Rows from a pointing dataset
** Start **
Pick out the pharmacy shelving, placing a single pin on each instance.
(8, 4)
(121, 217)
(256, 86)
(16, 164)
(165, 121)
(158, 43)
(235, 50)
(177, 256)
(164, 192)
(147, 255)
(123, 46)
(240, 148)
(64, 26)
** End **
_WORK INSTRUCTIONS_. Please rewrite the lines of the material above as a JSON list of strings, one string per line, omitting any blank lines.

_SOLVED EXERCISE_.
[
  "Pick out the pharmacy shelving, placing a single pin on each instance.",
  "(8, 4)",
  "(121, 217)",
  "(256, 86)",
  "(16, 164)",
  "(165, 121)",
  "(158, 43)",
  "(235, 50)",
  "(177, 256)",
  "(164, 192)",
  "(147, 255)",
  "(123, 46)",
  "(240, 148)",
  "(64, 26)"
]